### PASSAGE PROVIDED
Dude, relax – it's Just a Bunch Of Disks: Our man walks you through how JBODs work
Trevor Pott puts AIC's DAS subsystem through its paces
Sysadmin blog I'm one of those terrible people who "learn best by doing" and have always had a difficult time wrapping my head around exactly how high availability using "JBOD" external disk chassis systems was supposed to work. But my initial ignorance can work for both of us as we learn together.
As luck would have it, AIC was interested in having me do a review of its new XJ3000-4243S external disk chassis. The AIC device turned out to be a great unit and the extended tinkering time allowed me to learn quite a bit.
Plug it in, plug it in
To grok how the JBOD systems work, let's cover some storage basics. Those of you who've taken apart a computer in the past decade will probably be familiar with SATA connectors. You have a power cable and a data cable, you hook one of each up to a hard drive and the data cable gets hooked up to the system in one of three ways.
The first method is plugging the hard drive directly into the motherboard. Here the SATA controller is generally built right in to the southbridge, the motherboard's BIOS picks up the disk and the operating system (hopefully) can use it without any further intervention.
Next up you have the Host Bus Adapter (HBA) – an add-in card that provides you some ports to attach your disks but typically does not do hardware RAID. The last method for attaching disk to system is the RAID card: basically an HBA with hardware RAID processing capabilities, its own BIOS to configure and manage the RAID, RAM cache and even a backup battery unit.
Hard disk attachment to systems can thus range from fundamental integrated feature of virtually any system motherboard to RAID cards that are entire computers in their own right handling the disks on their own and merely presenting a "virtual" disk to the system in the form of the post-RAIDed usable storage volumes.
Unlike the SATA ports on your motherboard, the SAS ports on those HBAs and RAID cards typically are not presented as individual ports. They are presented as mini-SAS connectors which are four ports in a single physical connector. If you've used RAID cards with SATA drives you've probably seen this directly in the form of a break-out cable that turns an internal mini-SAS port into four SATA cables.
Given the serial nature of SAS, however, four ports does not mean that a mini-SAS connecter can use a maximum of four drives. These mini-SAS connector can be attached to SAS expanders to host dozens of drives off a single connector. If you've ever wondered what the relevance of 12Gb/sec per SAS port was when most hard drives can supply maybe 1/10th of that, this is why.
Two ports are better than one
In the world of SATA and SAS, almost any HBA or RAID card that is designed for SAS drives can handle SATA drives. It is perfectly possible to use each of these attachment methods without ever using SAS drives or even understanding the advantages SAS brings to the table.
I won't even try to cover the full range of differences here – for that I recommend Scott Lowe's piece on the topic – but the item that concerns the use of JBODs is that unlike SATA disks, SAS drives have two data connecters on each drive.

### GIVEN RECORDS

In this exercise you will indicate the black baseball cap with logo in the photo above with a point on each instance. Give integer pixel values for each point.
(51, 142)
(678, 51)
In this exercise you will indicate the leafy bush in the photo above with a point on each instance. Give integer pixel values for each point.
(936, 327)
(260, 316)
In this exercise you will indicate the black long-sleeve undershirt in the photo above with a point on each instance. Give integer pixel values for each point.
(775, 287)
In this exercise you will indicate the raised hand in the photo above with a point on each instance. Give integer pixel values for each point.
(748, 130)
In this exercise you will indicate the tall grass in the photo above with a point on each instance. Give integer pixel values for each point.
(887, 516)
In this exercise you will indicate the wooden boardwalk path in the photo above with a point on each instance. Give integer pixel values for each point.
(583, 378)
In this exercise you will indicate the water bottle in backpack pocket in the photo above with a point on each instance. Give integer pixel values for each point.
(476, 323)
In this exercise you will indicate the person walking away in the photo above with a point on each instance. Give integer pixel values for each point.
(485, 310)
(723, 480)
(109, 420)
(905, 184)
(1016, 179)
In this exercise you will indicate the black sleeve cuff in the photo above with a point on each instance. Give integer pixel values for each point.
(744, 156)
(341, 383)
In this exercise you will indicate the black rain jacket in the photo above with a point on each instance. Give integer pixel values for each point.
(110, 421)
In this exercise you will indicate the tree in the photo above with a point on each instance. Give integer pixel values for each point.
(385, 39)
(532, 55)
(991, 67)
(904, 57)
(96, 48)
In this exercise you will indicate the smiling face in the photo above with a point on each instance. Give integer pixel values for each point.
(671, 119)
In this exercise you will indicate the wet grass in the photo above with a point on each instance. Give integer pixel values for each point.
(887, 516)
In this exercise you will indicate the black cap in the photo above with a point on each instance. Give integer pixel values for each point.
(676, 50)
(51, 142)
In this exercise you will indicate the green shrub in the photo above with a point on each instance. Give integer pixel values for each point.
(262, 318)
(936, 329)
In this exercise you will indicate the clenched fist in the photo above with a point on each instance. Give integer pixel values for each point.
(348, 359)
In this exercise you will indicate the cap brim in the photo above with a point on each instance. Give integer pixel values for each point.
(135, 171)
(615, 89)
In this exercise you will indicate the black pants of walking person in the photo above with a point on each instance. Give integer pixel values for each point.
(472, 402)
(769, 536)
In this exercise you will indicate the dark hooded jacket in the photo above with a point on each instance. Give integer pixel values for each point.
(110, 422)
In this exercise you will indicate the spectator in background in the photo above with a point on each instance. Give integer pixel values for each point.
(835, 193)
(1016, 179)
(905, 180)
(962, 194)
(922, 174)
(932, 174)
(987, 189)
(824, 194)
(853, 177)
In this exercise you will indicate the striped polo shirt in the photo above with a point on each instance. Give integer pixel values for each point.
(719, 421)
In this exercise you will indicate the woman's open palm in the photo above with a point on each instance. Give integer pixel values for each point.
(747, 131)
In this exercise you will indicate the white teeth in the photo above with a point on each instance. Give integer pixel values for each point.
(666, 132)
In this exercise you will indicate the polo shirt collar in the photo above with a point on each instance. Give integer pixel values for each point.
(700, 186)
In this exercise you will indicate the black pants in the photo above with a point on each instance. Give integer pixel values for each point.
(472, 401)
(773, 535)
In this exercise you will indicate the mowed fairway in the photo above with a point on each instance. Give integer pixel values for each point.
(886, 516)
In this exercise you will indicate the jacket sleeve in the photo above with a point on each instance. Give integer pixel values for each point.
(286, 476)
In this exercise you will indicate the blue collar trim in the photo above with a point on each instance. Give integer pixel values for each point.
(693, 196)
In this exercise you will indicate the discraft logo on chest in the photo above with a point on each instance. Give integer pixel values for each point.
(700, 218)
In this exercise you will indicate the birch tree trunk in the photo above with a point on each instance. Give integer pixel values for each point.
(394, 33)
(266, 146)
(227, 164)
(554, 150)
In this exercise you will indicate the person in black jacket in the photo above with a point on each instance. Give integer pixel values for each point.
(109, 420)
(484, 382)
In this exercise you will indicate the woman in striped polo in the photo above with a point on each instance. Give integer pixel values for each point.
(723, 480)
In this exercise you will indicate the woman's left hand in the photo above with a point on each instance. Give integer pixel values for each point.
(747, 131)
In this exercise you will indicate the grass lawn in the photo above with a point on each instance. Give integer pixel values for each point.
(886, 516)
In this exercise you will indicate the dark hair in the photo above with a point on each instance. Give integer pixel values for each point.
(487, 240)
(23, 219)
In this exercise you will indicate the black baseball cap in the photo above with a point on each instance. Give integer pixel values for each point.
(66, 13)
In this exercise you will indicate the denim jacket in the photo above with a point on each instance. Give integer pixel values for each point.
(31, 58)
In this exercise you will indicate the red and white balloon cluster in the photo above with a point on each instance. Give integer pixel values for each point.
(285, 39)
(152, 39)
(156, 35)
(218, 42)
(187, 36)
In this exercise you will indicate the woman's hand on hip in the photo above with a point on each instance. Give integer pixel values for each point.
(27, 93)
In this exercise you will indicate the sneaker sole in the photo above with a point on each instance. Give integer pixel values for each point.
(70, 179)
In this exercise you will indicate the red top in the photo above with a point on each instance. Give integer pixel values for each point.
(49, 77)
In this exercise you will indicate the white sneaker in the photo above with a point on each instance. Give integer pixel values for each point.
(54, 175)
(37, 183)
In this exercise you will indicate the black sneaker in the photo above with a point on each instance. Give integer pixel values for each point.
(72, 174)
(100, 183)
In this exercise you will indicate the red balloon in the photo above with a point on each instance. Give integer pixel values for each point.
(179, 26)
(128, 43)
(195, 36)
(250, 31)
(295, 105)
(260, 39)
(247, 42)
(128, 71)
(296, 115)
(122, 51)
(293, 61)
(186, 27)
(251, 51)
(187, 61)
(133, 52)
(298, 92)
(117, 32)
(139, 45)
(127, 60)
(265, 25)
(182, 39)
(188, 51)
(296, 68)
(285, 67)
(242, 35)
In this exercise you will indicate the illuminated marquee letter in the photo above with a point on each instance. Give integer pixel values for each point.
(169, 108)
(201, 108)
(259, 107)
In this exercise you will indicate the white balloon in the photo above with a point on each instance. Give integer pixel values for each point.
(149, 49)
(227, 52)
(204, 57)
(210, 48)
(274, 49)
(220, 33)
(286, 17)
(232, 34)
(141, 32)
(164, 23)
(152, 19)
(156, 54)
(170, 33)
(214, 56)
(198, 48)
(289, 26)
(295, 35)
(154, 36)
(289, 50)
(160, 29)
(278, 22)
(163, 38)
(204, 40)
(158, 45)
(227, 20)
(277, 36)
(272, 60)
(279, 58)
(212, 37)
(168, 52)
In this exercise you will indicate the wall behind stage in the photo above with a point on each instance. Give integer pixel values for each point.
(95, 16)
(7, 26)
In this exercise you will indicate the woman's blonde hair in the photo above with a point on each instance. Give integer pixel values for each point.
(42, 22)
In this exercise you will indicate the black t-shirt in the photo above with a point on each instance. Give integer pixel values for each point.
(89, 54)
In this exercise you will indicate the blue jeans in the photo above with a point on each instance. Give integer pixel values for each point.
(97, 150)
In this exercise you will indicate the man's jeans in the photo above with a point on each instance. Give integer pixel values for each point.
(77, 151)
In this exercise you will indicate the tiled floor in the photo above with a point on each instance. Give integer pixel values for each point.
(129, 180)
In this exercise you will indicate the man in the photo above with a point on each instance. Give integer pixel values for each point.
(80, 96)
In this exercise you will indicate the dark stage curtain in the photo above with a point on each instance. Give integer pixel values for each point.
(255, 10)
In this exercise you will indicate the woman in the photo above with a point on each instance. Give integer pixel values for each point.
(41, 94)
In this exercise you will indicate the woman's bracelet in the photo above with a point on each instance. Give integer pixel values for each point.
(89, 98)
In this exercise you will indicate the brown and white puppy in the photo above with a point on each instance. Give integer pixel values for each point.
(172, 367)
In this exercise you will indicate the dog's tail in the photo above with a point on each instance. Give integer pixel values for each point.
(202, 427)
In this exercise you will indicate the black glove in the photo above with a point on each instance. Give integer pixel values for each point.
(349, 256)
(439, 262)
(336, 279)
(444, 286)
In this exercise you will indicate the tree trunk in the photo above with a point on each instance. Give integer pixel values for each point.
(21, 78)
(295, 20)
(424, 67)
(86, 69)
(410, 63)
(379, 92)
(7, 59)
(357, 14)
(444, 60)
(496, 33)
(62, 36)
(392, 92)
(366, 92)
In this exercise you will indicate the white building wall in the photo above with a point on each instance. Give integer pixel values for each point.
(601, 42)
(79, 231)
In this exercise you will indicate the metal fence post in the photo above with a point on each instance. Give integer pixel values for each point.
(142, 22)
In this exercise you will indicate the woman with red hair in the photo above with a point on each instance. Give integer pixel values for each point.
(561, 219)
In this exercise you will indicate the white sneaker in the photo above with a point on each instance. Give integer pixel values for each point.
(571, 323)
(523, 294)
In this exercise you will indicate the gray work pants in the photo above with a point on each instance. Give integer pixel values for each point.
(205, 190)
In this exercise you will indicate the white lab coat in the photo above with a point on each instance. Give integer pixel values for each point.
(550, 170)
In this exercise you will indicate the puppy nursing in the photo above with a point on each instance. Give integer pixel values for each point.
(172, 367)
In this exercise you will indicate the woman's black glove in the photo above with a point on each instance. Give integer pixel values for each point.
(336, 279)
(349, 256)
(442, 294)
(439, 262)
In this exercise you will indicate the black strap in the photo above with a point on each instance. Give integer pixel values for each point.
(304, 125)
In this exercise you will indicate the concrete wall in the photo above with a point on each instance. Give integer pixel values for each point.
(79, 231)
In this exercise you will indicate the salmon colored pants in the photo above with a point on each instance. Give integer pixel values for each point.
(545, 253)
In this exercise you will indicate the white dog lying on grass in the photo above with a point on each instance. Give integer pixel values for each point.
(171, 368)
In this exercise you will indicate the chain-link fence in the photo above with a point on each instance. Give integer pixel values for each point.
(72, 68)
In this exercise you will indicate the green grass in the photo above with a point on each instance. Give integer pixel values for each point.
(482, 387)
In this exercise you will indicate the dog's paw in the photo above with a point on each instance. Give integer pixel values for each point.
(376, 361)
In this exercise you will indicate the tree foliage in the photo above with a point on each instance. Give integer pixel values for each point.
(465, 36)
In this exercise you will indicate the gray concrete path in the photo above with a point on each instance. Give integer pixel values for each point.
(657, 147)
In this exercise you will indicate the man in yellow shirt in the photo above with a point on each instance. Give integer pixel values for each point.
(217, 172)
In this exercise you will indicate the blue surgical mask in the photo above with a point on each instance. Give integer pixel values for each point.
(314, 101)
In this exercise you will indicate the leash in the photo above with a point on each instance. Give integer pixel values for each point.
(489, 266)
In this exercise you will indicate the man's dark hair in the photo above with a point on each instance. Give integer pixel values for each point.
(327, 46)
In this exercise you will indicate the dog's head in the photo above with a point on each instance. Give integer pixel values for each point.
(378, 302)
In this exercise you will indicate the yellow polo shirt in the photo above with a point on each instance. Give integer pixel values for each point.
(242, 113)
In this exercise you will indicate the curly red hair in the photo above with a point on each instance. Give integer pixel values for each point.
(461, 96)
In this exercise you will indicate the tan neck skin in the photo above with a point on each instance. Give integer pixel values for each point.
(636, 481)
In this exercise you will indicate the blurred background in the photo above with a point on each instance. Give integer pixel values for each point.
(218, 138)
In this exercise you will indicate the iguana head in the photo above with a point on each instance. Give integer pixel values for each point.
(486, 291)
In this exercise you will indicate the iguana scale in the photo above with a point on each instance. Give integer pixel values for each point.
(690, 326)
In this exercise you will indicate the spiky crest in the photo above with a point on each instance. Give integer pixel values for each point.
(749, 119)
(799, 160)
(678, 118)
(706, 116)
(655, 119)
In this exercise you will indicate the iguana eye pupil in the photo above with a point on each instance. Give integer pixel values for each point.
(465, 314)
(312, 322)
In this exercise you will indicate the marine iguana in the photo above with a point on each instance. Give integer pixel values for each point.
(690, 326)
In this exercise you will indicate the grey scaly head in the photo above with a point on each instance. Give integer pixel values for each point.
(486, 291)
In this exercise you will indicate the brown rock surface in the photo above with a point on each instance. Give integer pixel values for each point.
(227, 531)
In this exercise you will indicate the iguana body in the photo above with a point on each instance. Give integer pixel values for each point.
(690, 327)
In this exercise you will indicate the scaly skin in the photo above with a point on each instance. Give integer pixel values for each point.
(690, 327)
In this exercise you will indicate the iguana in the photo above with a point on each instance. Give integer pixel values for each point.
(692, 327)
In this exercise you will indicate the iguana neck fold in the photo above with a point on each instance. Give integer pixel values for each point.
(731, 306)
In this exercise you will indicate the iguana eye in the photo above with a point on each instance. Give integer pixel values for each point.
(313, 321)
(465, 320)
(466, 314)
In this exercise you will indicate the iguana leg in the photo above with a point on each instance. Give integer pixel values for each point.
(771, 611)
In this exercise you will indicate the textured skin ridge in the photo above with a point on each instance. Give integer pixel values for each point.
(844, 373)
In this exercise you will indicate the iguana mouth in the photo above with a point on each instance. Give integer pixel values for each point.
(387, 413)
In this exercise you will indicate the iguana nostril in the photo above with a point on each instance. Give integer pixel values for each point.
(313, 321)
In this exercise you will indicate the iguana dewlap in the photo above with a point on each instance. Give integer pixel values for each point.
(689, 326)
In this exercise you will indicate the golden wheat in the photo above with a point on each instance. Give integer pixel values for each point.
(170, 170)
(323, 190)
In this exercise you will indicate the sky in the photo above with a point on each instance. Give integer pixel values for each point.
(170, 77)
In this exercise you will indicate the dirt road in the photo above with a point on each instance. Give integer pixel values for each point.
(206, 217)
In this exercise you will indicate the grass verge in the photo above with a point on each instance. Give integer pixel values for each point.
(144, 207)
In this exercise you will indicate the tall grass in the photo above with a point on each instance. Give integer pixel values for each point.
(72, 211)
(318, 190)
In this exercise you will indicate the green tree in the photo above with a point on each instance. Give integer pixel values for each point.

### JOBS
1. Pull out every line of the listing that contains the word "walking".
2. Carry on the article about JBOD disk chassis from the point where it stops.

### WRITTEN RESPONSES
1.
In this exercise you will indicate the person walking away in the photo above with a point on each instance. Give integer pixel values for each point.
In this exercise you will indicate the black pants of walking person in the photo above with a point on each instance. Give integer pixel values for each point.

2.
Storage systems manufacturers and I have a history of strong disagreements about the concept of "redundancy". Too many of them call a system "fully redundant" when all that it really has is redundant power supplies, RAID to survive the odd dead disk and two HBAs each connecting to a different port on those SAS disks so that you can survive the loss of even the HBA.
SAS expansion is how a server like the Supermicro 6047R-E1R36L can run 36 drives off of a pair of four-port mini-SAS connectors. Indeed, it's designed with SAS expanders that support dual HBAs so if you wanted to roll your own storage server that was just like the big guys, this is exactly what you'd use.
That sounds all fine and good, but I've experienced motherboard failures, RAM failures and even dead CPUs often enough that I can't put just one of these systems into a client's business and cross my fingers. Even with "four-hour enterprise repair" I'm uncomfortable: without the storage system nothing works. If those four hours happen at the wrong time of day, that can end some of my clients.
Two at the same time
Here's where the JBOD systems come in. SAS isn't just "SATA drives that can survive the loss of an HBA". SAS disks can be shared by two systems at the same time! JBOD units such as the AIC XJ3000-4243S I tinkered with are exactly how you do it.
Being external devices, JBODs use an external mini-SAS connector instead of an internal one. You get the relevant cable and plug your HBAs from two systems into the JBOD unit and you're on the road to a high-availability setup. To really get redundant you'd add two HBAs into each server and use two JBODs; that way you can lose either server or either JBOD and your storage cluster will continue.
You'll need an operating system that understands this, of course, but that doesn't look to be too big a problem. Windows's failover cluster manager makes this push-button simple in Server 2012 and *nix options certainly are available.
Among the *nix options available, Nexenta seems the most viable. They maintain their own Solaris fork with a laser focus on ZFS-based storage including exactly these sorts of JBOD configurations.
The device itself
The unit we tested is by no means the top-end offering. We only got to play with 24 disks in a single chassis, AIC can cram 60 disks into 4U with these things.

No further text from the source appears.